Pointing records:
= = = = =
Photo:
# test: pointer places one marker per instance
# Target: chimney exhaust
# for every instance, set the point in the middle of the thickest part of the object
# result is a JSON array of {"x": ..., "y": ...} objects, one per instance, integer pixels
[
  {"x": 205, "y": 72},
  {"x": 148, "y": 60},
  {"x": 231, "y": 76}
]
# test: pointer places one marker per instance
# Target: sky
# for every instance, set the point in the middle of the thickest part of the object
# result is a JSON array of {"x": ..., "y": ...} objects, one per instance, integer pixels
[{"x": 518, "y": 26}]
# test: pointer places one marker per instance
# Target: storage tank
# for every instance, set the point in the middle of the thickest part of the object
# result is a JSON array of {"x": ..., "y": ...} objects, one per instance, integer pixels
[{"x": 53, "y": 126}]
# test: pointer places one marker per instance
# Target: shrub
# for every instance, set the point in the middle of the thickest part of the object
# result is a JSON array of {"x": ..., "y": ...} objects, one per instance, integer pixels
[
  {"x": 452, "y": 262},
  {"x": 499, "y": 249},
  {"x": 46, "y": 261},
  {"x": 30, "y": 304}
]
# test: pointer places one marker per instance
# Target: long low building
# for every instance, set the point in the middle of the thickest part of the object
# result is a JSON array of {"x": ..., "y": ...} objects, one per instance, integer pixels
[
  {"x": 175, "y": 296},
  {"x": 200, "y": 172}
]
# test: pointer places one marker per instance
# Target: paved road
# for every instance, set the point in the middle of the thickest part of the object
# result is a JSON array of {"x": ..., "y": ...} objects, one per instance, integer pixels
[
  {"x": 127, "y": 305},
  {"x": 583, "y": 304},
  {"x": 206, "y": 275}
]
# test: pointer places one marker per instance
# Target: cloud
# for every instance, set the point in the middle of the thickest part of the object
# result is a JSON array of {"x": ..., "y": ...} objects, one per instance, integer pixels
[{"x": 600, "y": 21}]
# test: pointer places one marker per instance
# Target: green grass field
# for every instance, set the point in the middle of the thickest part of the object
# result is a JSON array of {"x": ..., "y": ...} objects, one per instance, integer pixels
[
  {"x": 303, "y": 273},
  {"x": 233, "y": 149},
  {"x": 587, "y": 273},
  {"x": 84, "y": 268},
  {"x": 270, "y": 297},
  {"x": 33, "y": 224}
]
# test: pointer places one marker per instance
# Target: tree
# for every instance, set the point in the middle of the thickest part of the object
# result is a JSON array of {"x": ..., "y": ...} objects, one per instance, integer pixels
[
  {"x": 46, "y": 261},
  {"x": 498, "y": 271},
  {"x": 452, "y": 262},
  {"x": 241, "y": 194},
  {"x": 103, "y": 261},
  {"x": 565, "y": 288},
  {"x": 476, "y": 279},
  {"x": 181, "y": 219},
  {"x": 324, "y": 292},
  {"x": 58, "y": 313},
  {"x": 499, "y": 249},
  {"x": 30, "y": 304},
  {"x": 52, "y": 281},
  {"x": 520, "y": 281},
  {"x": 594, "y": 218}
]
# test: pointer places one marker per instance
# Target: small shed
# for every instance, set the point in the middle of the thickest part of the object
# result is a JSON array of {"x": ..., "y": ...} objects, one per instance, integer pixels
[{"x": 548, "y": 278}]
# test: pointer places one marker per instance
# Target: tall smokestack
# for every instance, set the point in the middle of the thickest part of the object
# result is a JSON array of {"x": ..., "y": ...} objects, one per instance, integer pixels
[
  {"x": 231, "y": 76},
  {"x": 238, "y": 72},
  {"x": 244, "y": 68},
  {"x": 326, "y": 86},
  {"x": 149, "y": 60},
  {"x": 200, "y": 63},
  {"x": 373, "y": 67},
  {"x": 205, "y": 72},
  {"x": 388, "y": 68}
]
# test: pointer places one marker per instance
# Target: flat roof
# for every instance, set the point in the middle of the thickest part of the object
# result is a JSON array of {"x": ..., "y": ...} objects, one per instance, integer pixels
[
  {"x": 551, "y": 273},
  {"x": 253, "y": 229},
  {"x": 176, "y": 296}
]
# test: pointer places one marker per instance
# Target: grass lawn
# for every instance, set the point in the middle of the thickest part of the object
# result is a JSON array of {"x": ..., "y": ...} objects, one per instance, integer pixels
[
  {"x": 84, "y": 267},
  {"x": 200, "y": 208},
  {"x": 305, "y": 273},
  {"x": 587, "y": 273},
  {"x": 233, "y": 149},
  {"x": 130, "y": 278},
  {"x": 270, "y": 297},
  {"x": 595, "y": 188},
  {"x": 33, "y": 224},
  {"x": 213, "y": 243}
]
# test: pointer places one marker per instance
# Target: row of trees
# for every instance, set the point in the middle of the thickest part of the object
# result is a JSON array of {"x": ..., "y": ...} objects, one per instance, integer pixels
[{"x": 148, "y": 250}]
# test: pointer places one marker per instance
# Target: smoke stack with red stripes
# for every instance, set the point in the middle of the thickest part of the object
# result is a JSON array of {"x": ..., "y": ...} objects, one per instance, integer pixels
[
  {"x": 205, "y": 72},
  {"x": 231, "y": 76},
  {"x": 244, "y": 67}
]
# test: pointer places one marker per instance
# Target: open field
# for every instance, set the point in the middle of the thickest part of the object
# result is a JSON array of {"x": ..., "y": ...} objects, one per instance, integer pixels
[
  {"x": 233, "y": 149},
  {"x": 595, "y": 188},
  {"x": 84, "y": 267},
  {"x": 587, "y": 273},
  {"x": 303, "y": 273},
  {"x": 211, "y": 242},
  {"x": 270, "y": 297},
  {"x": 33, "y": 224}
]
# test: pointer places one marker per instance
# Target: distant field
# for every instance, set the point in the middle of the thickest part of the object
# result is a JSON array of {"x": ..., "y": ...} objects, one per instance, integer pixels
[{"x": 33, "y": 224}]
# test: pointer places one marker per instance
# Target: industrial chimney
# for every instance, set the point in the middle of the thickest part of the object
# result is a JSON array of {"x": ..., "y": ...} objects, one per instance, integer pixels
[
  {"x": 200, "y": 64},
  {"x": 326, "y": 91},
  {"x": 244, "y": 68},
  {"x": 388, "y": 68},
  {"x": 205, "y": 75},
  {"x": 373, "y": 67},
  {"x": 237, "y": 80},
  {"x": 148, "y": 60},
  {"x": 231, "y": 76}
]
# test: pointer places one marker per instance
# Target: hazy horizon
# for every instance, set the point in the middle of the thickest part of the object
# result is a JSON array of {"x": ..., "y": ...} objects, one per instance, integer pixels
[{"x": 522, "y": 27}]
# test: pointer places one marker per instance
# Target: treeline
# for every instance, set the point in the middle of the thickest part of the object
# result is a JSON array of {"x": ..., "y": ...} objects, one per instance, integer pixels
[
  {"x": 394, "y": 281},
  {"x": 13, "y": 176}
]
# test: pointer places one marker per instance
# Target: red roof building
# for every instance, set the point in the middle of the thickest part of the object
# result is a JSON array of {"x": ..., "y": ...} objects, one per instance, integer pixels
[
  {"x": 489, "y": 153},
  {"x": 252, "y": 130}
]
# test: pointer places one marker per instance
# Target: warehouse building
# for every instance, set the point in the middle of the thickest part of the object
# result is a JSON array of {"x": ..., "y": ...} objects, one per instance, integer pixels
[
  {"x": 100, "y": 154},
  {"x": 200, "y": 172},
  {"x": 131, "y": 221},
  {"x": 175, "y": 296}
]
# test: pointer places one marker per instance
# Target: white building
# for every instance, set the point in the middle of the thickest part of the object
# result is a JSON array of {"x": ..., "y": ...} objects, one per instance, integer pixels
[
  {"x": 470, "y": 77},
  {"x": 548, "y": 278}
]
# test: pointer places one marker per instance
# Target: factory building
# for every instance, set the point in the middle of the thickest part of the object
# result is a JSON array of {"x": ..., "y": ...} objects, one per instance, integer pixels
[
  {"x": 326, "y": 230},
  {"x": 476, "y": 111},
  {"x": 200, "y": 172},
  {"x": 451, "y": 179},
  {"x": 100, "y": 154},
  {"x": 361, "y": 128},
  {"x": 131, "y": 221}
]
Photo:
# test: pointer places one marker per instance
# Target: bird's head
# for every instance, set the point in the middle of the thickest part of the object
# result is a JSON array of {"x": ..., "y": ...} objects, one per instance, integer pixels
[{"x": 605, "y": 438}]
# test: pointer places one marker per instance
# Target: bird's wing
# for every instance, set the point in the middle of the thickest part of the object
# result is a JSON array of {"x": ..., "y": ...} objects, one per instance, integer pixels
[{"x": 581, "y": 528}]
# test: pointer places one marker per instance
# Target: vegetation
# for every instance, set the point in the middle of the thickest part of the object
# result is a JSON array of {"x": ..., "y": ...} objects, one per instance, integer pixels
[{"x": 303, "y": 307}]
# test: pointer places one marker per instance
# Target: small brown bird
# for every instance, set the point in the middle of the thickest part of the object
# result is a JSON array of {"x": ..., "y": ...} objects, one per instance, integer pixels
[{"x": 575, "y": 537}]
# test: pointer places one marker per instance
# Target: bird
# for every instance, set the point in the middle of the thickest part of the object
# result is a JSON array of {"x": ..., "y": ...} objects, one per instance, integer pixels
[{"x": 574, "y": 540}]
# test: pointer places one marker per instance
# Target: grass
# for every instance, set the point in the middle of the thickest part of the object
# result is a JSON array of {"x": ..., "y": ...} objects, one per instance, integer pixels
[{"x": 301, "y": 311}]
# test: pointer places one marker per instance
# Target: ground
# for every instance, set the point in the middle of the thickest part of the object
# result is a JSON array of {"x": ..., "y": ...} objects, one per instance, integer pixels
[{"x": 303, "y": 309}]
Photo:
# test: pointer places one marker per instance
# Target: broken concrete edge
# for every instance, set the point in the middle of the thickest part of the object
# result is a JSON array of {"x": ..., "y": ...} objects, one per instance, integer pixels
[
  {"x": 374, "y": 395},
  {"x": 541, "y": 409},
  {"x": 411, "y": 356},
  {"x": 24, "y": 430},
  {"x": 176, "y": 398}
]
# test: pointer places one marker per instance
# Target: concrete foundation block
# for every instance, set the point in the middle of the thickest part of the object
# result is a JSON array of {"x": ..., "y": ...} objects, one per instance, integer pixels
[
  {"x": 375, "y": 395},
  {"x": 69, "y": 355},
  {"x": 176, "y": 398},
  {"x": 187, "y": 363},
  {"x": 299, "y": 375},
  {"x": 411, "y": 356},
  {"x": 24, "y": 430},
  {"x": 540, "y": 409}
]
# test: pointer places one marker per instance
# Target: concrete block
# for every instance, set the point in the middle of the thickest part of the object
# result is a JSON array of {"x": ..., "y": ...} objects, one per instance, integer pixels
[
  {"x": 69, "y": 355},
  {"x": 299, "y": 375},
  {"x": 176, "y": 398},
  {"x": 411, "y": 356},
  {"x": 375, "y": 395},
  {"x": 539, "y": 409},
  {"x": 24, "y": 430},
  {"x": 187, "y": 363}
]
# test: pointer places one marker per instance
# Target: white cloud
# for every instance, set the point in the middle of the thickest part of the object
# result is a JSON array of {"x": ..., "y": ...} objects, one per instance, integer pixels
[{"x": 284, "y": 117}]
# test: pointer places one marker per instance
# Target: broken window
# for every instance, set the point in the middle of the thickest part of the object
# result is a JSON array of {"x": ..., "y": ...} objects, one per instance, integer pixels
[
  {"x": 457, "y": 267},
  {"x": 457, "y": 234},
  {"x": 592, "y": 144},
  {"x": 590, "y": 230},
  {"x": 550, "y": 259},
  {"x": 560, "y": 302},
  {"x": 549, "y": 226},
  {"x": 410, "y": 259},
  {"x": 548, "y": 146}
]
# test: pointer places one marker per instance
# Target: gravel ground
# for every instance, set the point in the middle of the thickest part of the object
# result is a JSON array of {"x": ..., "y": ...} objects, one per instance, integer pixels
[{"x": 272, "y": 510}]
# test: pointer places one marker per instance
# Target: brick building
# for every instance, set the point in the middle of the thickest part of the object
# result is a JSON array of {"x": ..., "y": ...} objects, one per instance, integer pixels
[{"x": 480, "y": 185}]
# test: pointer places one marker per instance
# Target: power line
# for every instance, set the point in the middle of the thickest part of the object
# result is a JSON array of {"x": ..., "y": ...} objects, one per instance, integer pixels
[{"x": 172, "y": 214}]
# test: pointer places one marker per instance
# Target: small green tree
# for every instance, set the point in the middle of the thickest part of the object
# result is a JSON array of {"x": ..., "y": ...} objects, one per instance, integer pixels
= = = = =
SHORT TASK
How many lines in the items above contain the string "block"? Case counts; reply with the number only.

ANSWER FOR THE TASK
2